• **TASK DETAILS**: Starting at the line with "Return one point per instance of the beige carpet, each", transcribe each line through the final one, both included, and add nothing.

• **SOURCE RECORDS**:
====================
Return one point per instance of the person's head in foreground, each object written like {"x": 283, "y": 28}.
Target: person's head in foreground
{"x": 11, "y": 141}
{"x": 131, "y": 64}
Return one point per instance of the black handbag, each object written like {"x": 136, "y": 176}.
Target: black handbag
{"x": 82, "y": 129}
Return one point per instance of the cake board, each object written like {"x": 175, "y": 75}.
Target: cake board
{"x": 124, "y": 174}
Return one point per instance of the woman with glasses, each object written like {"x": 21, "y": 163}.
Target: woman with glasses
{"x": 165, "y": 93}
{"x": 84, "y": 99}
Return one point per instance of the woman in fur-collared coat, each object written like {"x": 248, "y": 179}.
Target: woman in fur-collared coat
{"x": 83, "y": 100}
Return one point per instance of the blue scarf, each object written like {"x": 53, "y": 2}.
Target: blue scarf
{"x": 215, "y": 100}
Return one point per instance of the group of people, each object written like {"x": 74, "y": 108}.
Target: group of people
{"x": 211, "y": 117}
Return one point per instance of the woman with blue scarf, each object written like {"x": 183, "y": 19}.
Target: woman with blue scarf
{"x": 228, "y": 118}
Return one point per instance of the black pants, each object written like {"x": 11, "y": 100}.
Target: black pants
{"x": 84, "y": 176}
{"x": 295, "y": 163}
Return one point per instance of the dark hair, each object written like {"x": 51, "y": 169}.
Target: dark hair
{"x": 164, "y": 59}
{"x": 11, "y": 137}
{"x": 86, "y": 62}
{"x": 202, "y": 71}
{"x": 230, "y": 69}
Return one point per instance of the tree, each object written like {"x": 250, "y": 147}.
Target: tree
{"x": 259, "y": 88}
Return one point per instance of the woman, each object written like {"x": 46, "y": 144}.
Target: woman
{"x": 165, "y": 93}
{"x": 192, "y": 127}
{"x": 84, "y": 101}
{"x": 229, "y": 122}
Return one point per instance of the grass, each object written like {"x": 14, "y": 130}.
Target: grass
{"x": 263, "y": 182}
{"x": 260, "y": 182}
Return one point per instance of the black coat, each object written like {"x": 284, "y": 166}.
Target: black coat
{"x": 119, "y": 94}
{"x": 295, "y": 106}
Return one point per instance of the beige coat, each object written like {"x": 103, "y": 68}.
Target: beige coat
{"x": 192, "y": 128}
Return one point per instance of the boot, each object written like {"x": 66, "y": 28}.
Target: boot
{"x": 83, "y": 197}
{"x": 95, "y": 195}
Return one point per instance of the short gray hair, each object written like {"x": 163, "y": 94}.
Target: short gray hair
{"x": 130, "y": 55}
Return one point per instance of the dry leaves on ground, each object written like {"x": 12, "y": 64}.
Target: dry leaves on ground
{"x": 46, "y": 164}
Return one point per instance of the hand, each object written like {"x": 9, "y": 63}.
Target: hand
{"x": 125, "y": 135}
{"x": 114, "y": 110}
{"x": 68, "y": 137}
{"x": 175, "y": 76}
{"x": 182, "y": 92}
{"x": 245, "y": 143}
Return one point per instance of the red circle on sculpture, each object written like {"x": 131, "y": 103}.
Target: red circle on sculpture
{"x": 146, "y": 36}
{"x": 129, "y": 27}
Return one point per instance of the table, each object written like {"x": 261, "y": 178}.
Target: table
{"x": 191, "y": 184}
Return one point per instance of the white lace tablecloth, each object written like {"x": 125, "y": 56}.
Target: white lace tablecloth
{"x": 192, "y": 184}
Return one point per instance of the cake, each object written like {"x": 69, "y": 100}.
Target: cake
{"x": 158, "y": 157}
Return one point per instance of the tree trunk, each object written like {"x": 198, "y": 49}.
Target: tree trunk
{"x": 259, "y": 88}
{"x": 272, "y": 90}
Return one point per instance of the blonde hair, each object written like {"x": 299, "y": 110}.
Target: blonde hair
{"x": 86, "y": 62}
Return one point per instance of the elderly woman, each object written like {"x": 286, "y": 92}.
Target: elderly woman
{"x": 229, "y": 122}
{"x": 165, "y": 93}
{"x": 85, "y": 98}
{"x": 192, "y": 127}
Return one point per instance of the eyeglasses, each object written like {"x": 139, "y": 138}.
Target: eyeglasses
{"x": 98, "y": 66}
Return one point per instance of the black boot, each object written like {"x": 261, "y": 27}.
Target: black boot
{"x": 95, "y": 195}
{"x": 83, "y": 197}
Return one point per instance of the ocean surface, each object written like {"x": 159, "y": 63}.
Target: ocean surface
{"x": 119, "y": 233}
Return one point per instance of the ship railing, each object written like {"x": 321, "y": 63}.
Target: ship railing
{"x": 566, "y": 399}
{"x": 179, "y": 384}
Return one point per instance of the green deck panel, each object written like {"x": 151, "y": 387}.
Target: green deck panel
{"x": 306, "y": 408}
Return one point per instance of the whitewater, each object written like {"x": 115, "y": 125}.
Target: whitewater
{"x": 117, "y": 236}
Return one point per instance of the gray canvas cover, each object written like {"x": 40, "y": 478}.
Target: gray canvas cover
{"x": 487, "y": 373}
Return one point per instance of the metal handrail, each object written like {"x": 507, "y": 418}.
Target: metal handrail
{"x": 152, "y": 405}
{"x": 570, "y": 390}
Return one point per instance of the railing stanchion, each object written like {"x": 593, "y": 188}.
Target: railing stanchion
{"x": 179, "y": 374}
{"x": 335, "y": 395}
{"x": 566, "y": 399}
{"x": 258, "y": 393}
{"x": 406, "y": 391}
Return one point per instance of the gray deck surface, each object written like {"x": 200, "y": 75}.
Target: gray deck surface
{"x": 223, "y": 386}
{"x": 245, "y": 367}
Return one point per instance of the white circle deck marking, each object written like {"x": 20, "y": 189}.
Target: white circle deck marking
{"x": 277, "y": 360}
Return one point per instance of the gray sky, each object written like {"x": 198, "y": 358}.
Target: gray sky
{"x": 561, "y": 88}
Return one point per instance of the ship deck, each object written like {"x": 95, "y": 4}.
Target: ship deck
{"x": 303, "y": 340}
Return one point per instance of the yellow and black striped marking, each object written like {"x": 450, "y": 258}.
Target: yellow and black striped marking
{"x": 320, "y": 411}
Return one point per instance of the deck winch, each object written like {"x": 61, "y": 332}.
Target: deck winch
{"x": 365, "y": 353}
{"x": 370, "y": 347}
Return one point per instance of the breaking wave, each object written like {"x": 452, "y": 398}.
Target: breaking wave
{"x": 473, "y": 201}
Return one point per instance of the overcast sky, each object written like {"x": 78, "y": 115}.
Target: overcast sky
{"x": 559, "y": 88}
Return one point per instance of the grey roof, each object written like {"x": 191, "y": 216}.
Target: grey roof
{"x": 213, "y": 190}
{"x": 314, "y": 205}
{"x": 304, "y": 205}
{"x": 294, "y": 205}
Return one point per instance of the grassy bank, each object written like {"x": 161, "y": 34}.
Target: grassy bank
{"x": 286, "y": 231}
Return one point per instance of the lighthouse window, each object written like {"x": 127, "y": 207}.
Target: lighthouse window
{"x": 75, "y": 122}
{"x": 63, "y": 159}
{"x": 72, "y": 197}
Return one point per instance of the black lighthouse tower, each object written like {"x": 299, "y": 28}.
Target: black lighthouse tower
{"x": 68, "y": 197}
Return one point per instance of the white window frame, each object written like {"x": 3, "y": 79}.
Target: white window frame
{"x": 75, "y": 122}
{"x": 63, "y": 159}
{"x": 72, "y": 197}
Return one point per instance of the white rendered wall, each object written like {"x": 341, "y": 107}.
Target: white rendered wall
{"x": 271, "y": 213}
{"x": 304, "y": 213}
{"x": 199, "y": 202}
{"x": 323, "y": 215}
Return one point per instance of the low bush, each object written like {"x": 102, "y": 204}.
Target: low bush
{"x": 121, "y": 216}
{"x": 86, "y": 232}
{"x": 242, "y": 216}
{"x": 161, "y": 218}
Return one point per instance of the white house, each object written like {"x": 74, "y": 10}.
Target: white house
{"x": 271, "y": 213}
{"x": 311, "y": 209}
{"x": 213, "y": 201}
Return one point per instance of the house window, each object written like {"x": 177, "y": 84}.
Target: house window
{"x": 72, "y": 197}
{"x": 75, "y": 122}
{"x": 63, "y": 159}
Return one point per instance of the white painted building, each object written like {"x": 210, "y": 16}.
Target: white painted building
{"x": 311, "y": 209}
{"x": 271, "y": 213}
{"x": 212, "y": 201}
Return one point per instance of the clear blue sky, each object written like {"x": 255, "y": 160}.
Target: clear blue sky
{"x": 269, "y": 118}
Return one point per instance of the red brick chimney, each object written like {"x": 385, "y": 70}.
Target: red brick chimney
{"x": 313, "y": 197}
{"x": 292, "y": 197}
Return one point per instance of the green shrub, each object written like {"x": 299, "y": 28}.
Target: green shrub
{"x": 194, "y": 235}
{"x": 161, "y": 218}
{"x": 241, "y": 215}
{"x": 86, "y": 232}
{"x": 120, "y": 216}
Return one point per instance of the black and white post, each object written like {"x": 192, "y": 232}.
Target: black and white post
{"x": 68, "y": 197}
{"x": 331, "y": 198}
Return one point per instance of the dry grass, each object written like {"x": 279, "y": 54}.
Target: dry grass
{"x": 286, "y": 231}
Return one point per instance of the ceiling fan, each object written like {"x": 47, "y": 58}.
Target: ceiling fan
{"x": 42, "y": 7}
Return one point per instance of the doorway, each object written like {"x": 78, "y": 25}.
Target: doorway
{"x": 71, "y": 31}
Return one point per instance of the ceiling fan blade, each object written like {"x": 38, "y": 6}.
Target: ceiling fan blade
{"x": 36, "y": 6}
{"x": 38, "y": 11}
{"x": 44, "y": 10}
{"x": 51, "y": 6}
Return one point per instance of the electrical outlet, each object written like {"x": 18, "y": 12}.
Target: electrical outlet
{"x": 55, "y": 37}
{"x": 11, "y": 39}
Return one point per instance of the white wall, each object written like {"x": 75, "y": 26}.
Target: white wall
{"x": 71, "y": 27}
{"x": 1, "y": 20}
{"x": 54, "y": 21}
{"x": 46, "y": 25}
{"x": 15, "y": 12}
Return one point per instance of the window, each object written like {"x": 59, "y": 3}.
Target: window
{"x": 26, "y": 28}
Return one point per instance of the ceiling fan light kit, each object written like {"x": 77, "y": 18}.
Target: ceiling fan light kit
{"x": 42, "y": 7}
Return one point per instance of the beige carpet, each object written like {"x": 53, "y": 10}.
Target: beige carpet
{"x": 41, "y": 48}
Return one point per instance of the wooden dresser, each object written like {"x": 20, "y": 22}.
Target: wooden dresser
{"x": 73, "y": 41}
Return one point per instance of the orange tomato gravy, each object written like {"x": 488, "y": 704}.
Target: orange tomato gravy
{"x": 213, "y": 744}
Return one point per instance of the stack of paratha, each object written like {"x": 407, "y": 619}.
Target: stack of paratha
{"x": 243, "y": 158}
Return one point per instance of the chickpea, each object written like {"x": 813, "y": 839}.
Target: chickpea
====================
• **FINISHED EXERCISE**:
Return one point per instance of the beige carpet, each object written like {"x": 53, "y": 10}.
Target: beige carpet
{"x": 41, "y": 48}
Return one point per instance of the wooden dresser, each object written like {"x": 20, "y": 22}.
Target: wooden dresser
{"x": 73, "y": 41}
Return one point per instance of the orange tomato gravy, each object written like {"x": 488, "y": 704}.
Target: orange tomato gravy
{"x": 213, "y": 744}
Return one point per instance of the stack of paratha, each object written like {"x": 407, "y": 619}.
Target: stack of paratha
{"x": 243, "y": 158}
Return one point per instance of the chickpea, each object written like {"x": 813, "y": 839}.
Target: chickpea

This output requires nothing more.